_Your assignment:_ Scan the lines below for the word "parked". Copy each line you find it in.

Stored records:
◇ ◇ ◇ ◇
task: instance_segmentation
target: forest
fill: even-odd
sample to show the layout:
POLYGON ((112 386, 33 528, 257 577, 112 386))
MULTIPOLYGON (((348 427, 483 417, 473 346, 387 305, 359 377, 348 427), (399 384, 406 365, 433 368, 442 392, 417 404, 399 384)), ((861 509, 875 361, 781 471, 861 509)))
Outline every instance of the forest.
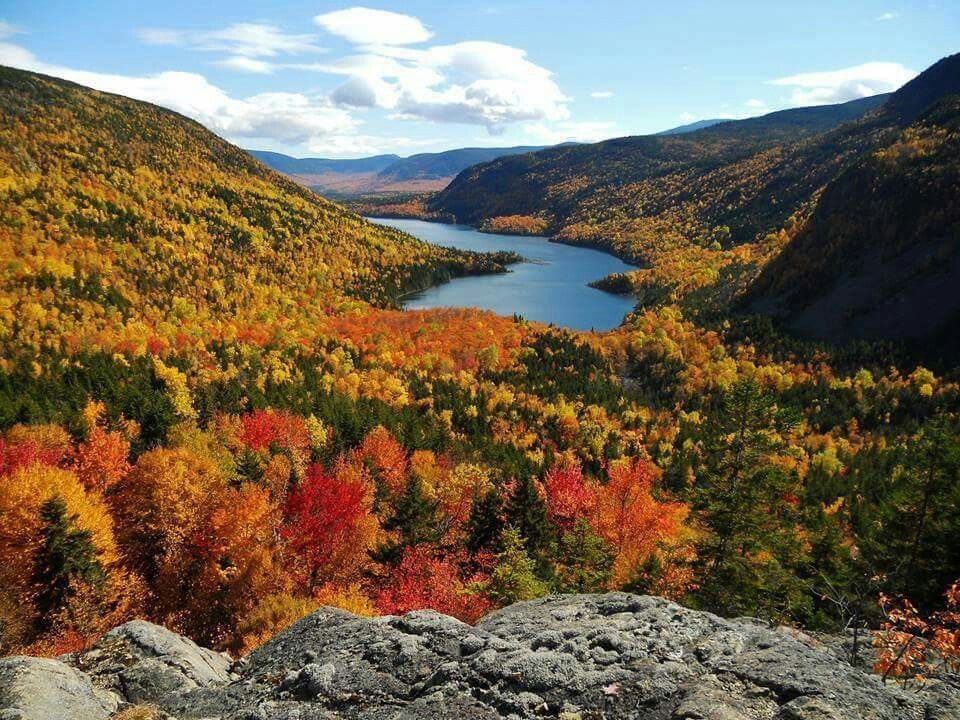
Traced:
POLYGON ((398 310, 515 258, 154 106, 9 69, 0 99, 0 652, 624 588, 883 628, 895 676, 956 657, 955 373, 672 303, 607 333, 398 310))

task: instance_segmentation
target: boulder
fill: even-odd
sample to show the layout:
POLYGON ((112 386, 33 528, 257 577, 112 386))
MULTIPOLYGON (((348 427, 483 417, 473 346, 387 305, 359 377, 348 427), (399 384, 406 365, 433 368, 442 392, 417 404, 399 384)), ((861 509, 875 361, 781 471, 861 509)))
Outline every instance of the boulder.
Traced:
POLYGON ((323 608, 232 666, 130 623, 72 662, 94 690, 179 720, 960 720, 949 679, 907 692, 809 635, 626 593, 541 598, 476 626, 323 608))
POLYGON ((231 680, 228 657, 145 620, 115 627, 89 650, 64 659, 129 703, 231 680))
POLYGON ((0 658, 0 720, 100 720, 118 704, 115 695, 60 660, 0 658))

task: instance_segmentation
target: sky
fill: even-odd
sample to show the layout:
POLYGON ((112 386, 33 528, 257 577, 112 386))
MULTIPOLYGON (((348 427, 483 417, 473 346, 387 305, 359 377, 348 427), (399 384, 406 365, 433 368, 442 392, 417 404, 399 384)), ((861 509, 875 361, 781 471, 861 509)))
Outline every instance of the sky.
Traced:
POLYGON ((888 92, 960 0, 0 0, 0 64, 297 157, 594 142, 888 92))

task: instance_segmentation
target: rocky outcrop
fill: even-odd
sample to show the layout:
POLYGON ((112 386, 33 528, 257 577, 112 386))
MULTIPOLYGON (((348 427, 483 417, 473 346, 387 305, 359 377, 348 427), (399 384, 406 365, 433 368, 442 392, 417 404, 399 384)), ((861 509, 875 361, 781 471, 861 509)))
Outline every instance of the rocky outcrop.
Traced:
POLYGON ((0 720, 100 720, 119 699, 90 678, 51 658, 0 658, 0 720))
POLYGON ((3 662, 5 683, 18 672, 8 665, 32 669, 0 690, 0 720, 109 713, 108 701, 87 715, 45 715, 20 699, 47 684, 56 702, 149 702, 182 719, 960 718, 960 688, 946 681, 908 693, 802 634, 624 593, 520 603, 475 627, 432 611, 360 618, 325 608, 230 666, 144 622, 64 662, 3 662))

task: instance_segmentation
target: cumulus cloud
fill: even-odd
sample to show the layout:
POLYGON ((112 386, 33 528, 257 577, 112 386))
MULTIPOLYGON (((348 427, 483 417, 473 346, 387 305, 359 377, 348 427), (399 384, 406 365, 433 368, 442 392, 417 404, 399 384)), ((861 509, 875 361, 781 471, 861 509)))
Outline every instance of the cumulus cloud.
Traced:
POLYGON ((765 103, 763 100, 758 100, 757 98, 750 98, 750 99, 747 100, 747 102, 744 103, 744 104, 745 104, 748 108, 750 108, 751 110, 766 110, 766 109, 767 109, 767 103, 765 103))
POLYGON ((226 52, 245 58, 323 51, 315 43, 316 35, 293 35, 262 23, 235 23, 222 30, 201 32, 141 28, 137 36, 151 45, 183 45, 194 50, 226 52))
POLYGON ((590 93, 590 97, 597 100, 606 100, 613 97, 613 93, 609 90, 598 90, 597 92, 590 93))
MULTIPOLYGON (((336 155, 387 144, 384 138, 359 133, 356 111, 366 109, 385 111, 393 120, 479 126, 493 136, 510 124, 531 123, 528 132, 540 135, 542 142, 589 141, 609 134, 606 123, 569 122, 570 98, 553 74, 520 48, 487 41, 431 45, 426 42, 431 33, 419 19, 362 7, 319 15, 315 22, 349 41, 353 50, 318 58, 324 48, 316 35, 288 33, 263 23, 207 31, 142 28, 138 35, 154 45, 220 53, 215 65, 246 73, 299 70, 339 78, 321 98, 270 92, 231 97, 192 72, 85 72, 46 64, 23 47, 2 42, 0 63, 163 105, 232 139, 263 139, 336 155)), ((4 28, 0 24, 0 33, 4 28)), ((594 93, 597 98, 612 95, 594 93)), ((398 142, 389 144, 396 147, 398 142)))
POLYGON ((391 110, 397 119, 482 125, 498 133, 512 122, 569 117, 569 98, 552 73, 519 48, 471 41, 361 50, 301 67, 349 78, 331 95, 335 102, 391 110))
POLYGON ((313 21, 332 35, 357 45, 411 45, 433 37, 412 15, 352 7, 317 15, 313 21))
POLYGON ((894 13, 894 12, 885 12, 885 13, 883 13, 882 15, 878 15, 878 16, 875 18, 875 20, 876 20, 877 22, 886 22, 886 21, 888 21, 888 20, 896 20, 897 17, 898 17, 898 16, 897 16, 897 13, 894 13))
POLYGON ((791 75, 767 81, 792 88, 792 105, 826 105, 896 90, 913 79, 916 72, 900 63, 871 62, 863 65, 791 75))
POLYGON ((189 72, 131 76, 74 70, 42 62, 17 45, 0 43, 0 64, 66 78, 97 90, 162 105, 230 138, 270 138, 290 145, 354 134, 357 122, 342 108, 300 93, 230 97, 189 72))

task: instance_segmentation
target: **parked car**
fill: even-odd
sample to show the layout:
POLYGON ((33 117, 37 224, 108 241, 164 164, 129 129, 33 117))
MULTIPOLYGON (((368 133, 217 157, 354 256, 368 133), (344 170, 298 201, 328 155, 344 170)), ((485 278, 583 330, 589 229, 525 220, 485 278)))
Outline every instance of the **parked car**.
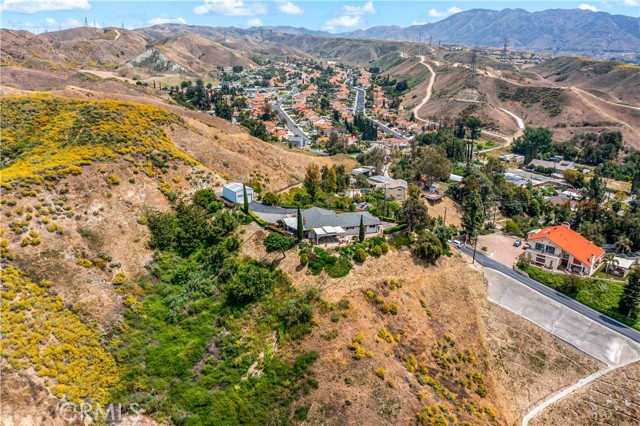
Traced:
POLYGON ((514 241, 514 243, 513 243, 513 246, 514 246, 514 247, 520 247, 520 245, 521 245, 521 244, 522 244, 522 241, 520 241, 520 240, 515 240, 515 241, 514 241))
POLYGON ((531 248, 531 244, 529 243, 524 243, 524 245, 522 246, 523 249, 528 249, 531 248))

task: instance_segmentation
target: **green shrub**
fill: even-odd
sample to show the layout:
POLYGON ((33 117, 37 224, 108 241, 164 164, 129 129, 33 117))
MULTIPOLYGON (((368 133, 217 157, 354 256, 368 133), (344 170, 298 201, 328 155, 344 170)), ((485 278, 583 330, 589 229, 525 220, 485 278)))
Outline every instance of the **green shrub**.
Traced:
POLYGON ((371 249, 371 254, 376 256, 376 257, 380 257, 380 256, 382 256, 382 249, 380 248, 380 246, 374 246, 371 249))
POLYGON ((267 253, 273 253, 277 251, 287 251, 293 246, 295 240, 293 238, 286 237, 277 232, 272 232, 264 239, 264 246, 267 249, 267 253))
POLYGON ((362 248, 356 249, 355 253, 353 253, 353 259, 356 262, 362 263, 367 260, 367 252, 362 248))
POLYGON ((331 278, 342 278, 351 271, 351 261, 345 256, 340 256, 335 264, 327 265, 325 268, 331 278))
POLYGON ((400 232, 407 229, 407 224, 403 223, 402 225, 393 226, 391 228, 385 228, 382 232, 385 235, 395 234, 396 232, 400 232))
POLYGON ((307 253, 302 253, 300 255, 300 264, 302 266, 307 266, 308 263, 309 263, 309 255, 307 253))

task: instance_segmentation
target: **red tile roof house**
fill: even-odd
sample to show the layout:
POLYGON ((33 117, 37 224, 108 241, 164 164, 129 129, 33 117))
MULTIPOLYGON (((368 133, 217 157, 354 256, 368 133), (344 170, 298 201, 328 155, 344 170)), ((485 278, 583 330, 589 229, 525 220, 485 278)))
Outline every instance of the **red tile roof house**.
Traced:
POLYGON ((523 256, 531 264, 551 270, 591 276, 598 270, 604 250, 569 228, 568 223, 532 231, 523 256))

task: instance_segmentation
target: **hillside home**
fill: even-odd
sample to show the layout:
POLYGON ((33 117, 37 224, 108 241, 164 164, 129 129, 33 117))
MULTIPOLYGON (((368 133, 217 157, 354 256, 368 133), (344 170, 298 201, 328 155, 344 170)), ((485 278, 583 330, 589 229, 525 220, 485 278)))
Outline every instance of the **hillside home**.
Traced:
MULTIPOLYGON (((337 238, 358 235, 360 232, 360 218, 364 224, 366 235, 380 232, 380 220, 368 212, 336 213, 332 210, 312 207, 302 210, 302 224, 304 227, 304 237, 315 240, 316 243, 321 238, 337 238)), ((285 226, 291 231, 298 229, 298 219, 296 216, 284 219, 285 226)))
POLYGON ((551 270, 590 276, 600 266, 604 250, 569 228, 568 223, 531 231, 523 256, 551 270))
MULTIPOLYGON (((244 203, 244 192, 242 182, 229 182, 222 187, 222 197, 232 203, 244 203)), ((253 188, 247 186, 247 200, 253 201, 253 188)))

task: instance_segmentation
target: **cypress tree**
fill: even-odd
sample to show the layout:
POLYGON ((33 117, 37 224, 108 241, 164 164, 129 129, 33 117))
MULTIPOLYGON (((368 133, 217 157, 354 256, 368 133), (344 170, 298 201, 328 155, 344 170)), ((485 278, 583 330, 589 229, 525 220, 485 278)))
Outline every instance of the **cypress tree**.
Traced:
POLYGON ((243 210, 245 214, 249 214, 249 199, 247 198, 247 185, 242 184, 242 197, 244 200, 243 210))
POLYGON ((304 225, 302 224, 302 213, 300 213, 300 207, 298 207, 298 229, 297 229, 297 237, 298 242, 302 241, 304 238, 304 225))
POLYGON ((360 215, 360 232, 358 234, 358 241, 364 241, 364 216, 360 215))

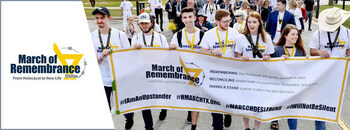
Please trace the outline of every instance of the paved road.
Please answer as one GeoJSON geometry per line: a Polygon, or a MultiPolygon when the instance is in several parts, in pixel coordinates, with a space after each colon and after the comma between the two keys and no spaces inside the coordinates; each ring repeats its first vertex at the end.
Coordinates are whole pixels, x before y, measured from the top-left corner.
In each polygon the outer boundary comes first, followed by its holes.
{"type": "MultiPolygon", "coordinates": [[[[162,32],[162,34],[164,34],[167,37],[168,42],[170,42],[171,37],[172,37],[172,33],[167,30],[168,20],[165,19],[164,22],[165,22],[164,29],[166,31],[162,32]]],[[[89,24],[89,28],[91,31],[97,29],[97,25],[96,25],[94,20],[88,20],[88,24],[89,24]]],[[[113,20],[110,22],[110,25],[114,28],[119,29],[119,30],[122,29],[122,21],[113,20]]],[[[308,26],[308,24],[306,24],[306,26],[308,26]]],[[[305,46],[305,49],[307,52],[309,52],[309,49],[307,47],[308,42],[311,40],[313,33],[318,29],[318,25],[313,24],[312,29],[313,29],[312,32],[305,31],[303,36],[302,36],[303,41],[304,41],[304,46],[305,46]]],[[[347,84],[347,86],[349,86],[349,83],[347,84]]],[[[349,110],[350,110],[350,102],[349,102],[350,95],[349,94],[350,94],[350,90],[348,89],[346,91],[346,94],[345,94],[344,104],[343,104],[343,108],[342,108],[343,112],[341,115],[341,117],[345,120],[345,122],[348,122],[348,123],[350,123],[350,112],[349,112],[349,110]]],[[[320,96],[327,96],[327,95],[320,95],[320,96]]],[[[160,112],[160,110],[152,110],[154,128],[156,130],[189,130],[189,129],[191,129],[191,126],[189,124],[186,124],[186,122],[185,122],[185,119],[187,116],[186,111],[169,110],[168,116],[164,121],[158,120],[159,112],[160,112]]],[[[124,125],[125,125],[124,116],[112,115],[112,117],[113,117],[115,128],[117,130],[124,129],[124,125]]],[[[135,113],[134,121],[135,121],[135,124],[134,124],[132,130],[144,129],[144,123],[142,120],[141,112],[135,113]]],[[[198,130],[210,130],[210,129],[212,129],[211,123],[212,123],[212,117],[211,117],[210,113],[202,112],[199,115],[199,122],[198,122],[197,129],[198,130]]],[[[254,125],[254,121],[250,120],[251,128],[253,127],[253,125],[254,125]]],[[[342,129],[338,124],[334,124],[334,123],[326,123],[326,126],[327,126],[328,130],[341,130],[342,129]]],[[[260,128],[262,130],[269,129],[270,128],[269,123],[262,123],[260,128]]],[[[280,128],[281,128],[281,130],[288,129],[288,124],[287,124],[287,121],[285,119],[280,121],[280,128]]],[[[226,128],[226,130],[243,130],[243,129],[244,129],[244,125],[243,125],[242,117],[237,117],[237,116],[233,116],[233,121],[232,121],[231,127],[226,128]]],[[[300,129],[300,130],[314,130],[315,129],[314,121],[298,120],[298,129],[300,129]]]]}

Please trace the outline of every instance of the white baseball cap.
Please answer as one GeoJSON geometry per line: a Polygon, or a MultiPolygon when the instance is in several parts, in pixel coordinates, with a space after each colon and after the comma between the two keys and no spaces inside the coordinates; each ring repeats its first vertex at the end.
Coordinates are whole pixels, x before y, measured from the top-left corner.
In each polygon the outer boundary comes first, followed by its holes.
{"type": "Polygon", "coordinates": [[[142,13],[139,16],[139,23],[144,22],[144,23],[150,23],[152,21],[152,16],[149,13],[142,13]]]}

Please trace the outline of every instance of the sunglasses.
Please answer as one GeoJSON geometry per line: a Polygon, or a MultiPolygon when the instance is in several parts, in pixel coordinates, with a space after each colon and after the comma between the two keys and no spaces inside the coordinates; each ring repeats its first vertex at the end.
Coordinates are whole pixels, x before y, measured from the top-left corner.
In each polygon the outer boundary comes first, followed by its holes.
{"type": "Polygon", "coordinates": [[[241,17],[242,15],[237,15],[237,16],[235,16],[236,18],[238,18],[238,17],[241,17]]]}

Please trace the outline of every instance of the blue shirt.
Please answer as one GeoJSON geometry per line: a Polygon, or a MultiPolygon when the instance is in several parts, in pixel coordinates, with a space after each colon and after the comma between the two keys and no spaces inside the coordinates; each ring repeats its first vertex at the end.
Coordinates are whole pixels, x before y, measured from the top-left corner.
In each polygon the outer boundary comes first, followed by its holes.
{"type": "MultiPolygon", "coordinates": [[[[295,49],[296,49],[296,51],[295,51],[294,57],[296,57],[296,56],[304,56],[303,52],[301,50],[299,50],[298,48],[295,48],[295,49]]],[[[287,55],[286,52],[284,51],[283,46],[275,46],[275,53],[273,53],[271,55],[271,57],[272,58],[274,58],[274,57],[281,57],[282,55],[287,55]]]]}

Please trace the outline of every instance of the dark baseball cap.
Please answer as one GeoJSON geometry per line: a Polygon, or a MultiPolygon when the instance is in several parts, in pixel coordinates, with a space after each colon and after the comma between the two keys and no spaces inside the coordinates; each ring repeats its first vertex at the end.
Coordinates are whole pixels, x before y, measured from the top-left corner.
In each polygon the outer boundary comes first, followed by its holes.
{"type": "Polygon", "coordinates": [[[111,13],[109,12],[109,10],[106,7],[98,7],[96,8],[93,12],[92,15],[96,15],[97,13],[102,14],[102,15],[108,15],[111,16],[111,13]]]}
◇ ◇ ◇ ◇
_Result for this exercise:_
target: **parked car**
Outline every instance of the **parked car**.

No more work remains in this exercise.